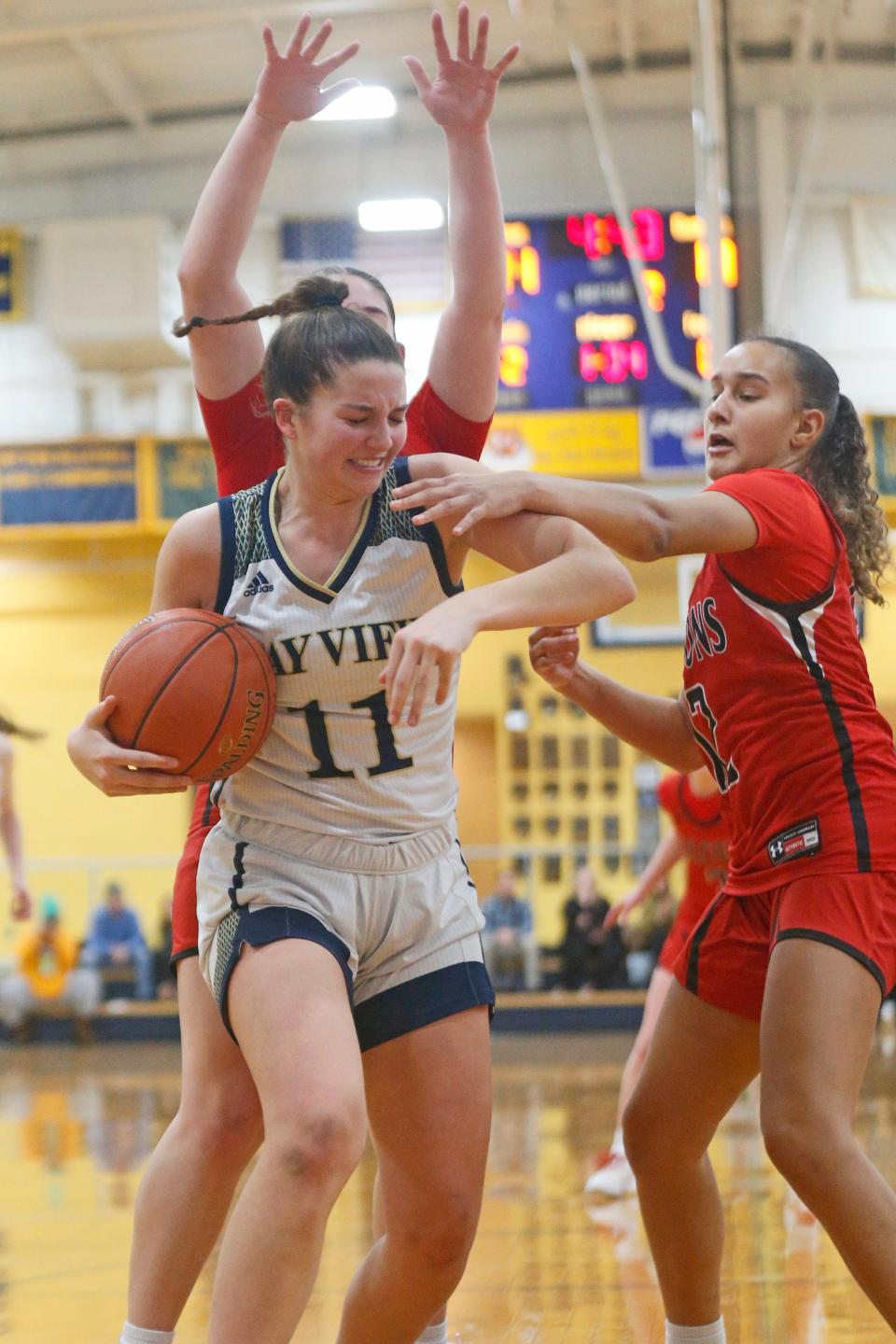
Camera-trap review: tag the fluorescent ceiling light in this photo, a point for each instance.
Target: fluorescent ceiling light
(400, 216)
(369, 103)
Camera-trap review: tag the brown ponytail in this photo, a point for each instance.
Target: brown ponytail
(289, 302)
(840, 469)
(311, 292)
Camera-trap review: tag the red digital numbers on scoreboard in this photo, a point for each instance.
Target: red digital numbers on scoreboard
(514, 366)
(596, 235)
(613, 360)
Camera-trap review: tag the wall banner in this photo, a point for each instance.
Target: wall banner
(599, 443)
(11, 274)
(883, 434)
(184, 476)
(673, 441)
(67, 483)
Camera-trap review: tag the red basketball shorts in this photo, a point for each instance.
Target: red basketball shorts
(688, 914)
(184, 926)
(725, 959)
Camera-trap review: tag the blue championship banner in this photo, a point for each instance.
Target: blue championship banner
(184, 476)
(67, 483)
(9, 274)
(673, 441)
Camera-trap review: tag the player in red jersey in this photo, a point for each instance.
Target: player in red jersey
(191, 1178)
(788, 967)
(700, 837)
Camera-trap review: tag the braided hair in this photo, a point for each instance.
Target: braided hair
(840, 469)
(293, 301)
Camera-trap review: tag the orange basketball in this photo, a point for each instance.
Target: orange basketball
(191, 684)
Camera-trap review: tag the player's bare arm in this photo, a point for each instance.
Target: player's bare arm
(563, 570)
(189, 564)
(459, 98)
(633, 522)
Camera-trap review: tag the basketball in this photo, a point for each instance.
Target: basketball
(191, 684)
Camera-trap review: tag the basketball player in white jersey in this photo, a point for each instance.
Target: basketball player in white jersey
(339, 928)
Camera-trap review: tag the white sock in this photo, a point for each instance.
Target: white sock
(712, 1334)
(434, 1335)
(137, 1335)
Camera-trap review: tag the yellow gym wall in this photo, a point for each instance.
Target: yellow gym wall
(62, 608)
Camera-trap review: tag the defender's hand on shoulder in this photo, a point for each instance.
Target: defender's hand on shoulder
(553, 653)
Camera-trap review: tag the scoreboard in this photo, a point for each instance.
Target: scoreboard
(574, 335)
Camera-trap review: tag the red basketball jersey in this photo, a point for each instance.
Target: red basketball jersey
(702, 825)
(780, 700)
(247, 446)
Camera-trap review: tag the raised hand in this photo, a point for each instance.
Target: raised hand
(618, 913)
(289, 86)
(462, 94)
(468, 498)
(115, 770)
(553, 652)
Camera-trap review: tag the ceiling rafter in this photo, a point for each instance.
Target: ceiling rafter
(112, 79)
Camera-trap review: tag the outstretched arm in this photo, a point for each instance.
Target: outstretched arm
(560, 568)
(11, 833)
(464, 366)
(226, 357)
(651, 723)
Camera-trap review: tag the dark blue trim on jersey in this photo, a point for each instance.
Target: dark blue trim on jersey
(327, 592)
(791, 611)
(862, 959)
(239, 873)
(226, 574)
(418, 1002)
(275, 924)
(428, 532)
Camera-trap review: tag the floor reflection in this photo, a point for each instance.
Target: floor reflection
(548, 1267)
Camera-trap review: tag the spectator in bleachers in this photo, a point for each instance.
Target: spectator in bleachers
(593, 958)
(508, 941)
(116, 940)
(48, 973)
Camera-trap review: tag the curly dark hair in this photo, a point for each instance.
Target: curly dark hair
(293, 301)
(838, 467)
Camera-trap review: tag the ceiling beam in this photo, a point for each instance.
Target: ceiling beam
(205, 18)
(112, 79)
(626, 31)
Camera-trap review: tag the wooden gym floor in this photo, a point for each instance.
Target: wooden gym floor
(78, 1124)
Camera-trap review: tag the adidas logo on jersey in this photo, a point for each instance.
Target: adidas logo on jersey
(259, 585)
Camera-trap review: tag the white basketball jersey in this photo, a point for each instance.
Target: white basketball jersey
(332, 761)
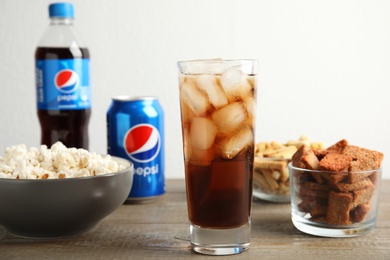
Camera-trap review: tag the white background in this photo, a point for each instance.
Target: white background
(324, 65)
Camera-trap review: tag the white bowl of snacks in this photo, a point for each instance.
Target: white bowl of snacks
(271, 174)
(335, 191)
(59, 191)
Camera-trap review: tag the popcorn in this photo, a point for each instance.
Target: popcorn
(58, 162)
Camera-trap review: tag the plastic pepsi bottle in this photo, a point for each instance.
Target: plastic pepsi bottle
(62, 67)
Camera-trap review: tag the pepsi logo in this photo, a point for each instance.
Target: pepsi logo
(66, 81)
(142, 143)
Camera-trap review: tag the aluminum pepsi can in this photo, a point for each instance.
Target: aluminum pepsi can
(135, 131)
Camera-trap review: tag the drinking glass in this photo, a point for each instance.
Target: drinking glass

• • • • • • •

In the copy, include all records verbatim but no images.

Worked answer:
Camera-trap review: tag the fluorescent ceiling light in this photo, a point for each instance.
Target: fluorescent ceiling light
(400, 216)
(369, 103)
Camera-trap review: tag the brown ponytail in this photo, a point for each instance.
Target: brown ponytail
(289, 302)
(840, 469)
(311, 292)
Camera-trap review: tag the red digital numbers on scoreboard in this photo, a point for each instance.
Target: red digital numbers on scoreboard
(514, 366)
(596, 235)
(613, 360)
Camera-trap review: tag the wall banner in this photo, a point for each instance.
Target: wall banner
(599, 443)
(11, 274)
(883, 434)
(184, 476)
(673, 441)
(67, 483)
Camera-trap review: tag the red basketball shorts in this photo, a point for each instance.
Target: red basketball shorts
(688, 914)
(184, 926)
(725, 959)
Camera-trap review: tag the blue championship banner in this photo, a point for each instance.
Target: blue championship banner
(184, 476)
(67, 483)
(9, 274)
(673, 441)
Camera-trap review: tag the player in red jersey in this photo, a point for each instance.
Target: player in red jersey
(191, 1178)
(788, 967)
(700, 837)
Camera-trap review: tag the braided hair in this photo, a point for each instance.
Target: braided hair
(840, 469)
(293, 301)
Camera-trap review: tag the orange basketball in this photo, a point for each instance.
Target: orange basketball
(191, 684)
Camera-trap review: tag the player's bare arm in this photo, a point for each instance.
Target: player's bare arm
(563, 570)
(189, 564)
(459, 98)
(633, 522)
Camera-trap review: tag the basketball in this photo, a point for each instance.
Target: basketball
(191, 684)
Camera-trap review: tag the basketball player in white jersey in this photo, a point for each instance.
Target: basketball player in white jersey
(339, 928)
Camera-trap review: tag the white sock in this photo, a point for each instance.
Target: white sock
(712, 1334)
(434, 1335)
(137, 1335)
Camera-trap review: tag the yellow gym wall in this photo, a point for each instance.
Target: yellow gym wall
(62, 608)
Camera-trap review: tag the defender's hand on shoulder in this photo, a point for each instance.
Target: defender's hand on shoulder
(553, 653)
Camera-trap review: tag the scoreboard in this photo, a point for each instance.
Target: scoreboard
(574, 335)
Camera-trap review: tag the red basketball jersey in this photo, a point for each instance.
Target: red basketball jersey
(702, 825)
(780, 700)
(247, 446)
Camera-trap review: tag the raised hand in this photo, a point for each instance.
Target: raised hand
(618, 913)
(289, 86)
(462, 94)
(468, 498)
(115, 770)
(553, 652)
Camera-trap review: tag the ceiling rafter in this photo, a point for each instance.
Target: ceiling rafter
(112, 79)
Camera-trap review: tag the outstretched arm in this photo, a point for each instance.
Target: outstretched arm
(560, 568)
(11, 833)
(464, 366)
(226, 357)
(651, 723)
Camera-trap review: tag the dark blue trim on jersey in this photo, a point for each instance.
Target: dark blue trim on jersey
(327, 592)
(791, 611)
(862, 959)
(239, 873)
(226, 574)
(418, 1002)
(275, 924)
(428, 532)
Camera-trap review: tag the floor reflection in this photo, a point for each instance.
Target: floor reflection
(548, 1267)
Camera-trap review: tag the spectator in bleachers in this photo, a point for each instance.
Target: spectator in bleachers
(593, 958)
(508, 941)
(116, 940)
(48, 973)
Camera-trap review: tag the curly dark hair in this photo, a point for each instance.
Target: curly dark hair
(293, 301)
(838, 467)
Camera-trap review: tag the ceiling beam in this photo, a point for each instance.
Target: ceiling beam
(205, 18)
(112, 79)
(626, 31)
Camera-trap review: tag the wooden gym floor in this photo, a point for each instance.
Target: wooden gym floor
(78, 1124)
Camera-trap review: tag the adidas logo on jersey in this photo, a point for each instance.
Target: adidas logo on jersey
(259, 585)
Camera-trap review: tag the white basketball jersey in this photo, a point for each instance.
Target: white basketball jersey
(332, 761)
Camera-trap review: tag the white background in this photo, a point for each instance.
Target: white background
(324, 65)
Camera-trap review: tag the white bowl of snacks in this photo, a point for each instance.
Target: white bowl of snacks
(271, 174)
(335, 191)
(59, 191)
Camera-trap review: tag the popcorn in this photo, a point for each instance.
Target: popcorn
(58, 162)
Camera-trap review: tag the plastic pepsi bottle in this photo, a point for each instance.
Target: plastic pepsi bottle
(62, 67)
Camera-trap review: tag the pepsi logo in this photo, a point for each instance.
Target: pepsi logo
(66, 81)
(142, 143)
Camera-trap review: tag the aluminum pepsi can in this photo, a point for each instance.
Target: aluminum pepsi can
(135, 131)
Camera-trap review: tag the drinking glass in this photo, a point for each instance.
Target: drinking glass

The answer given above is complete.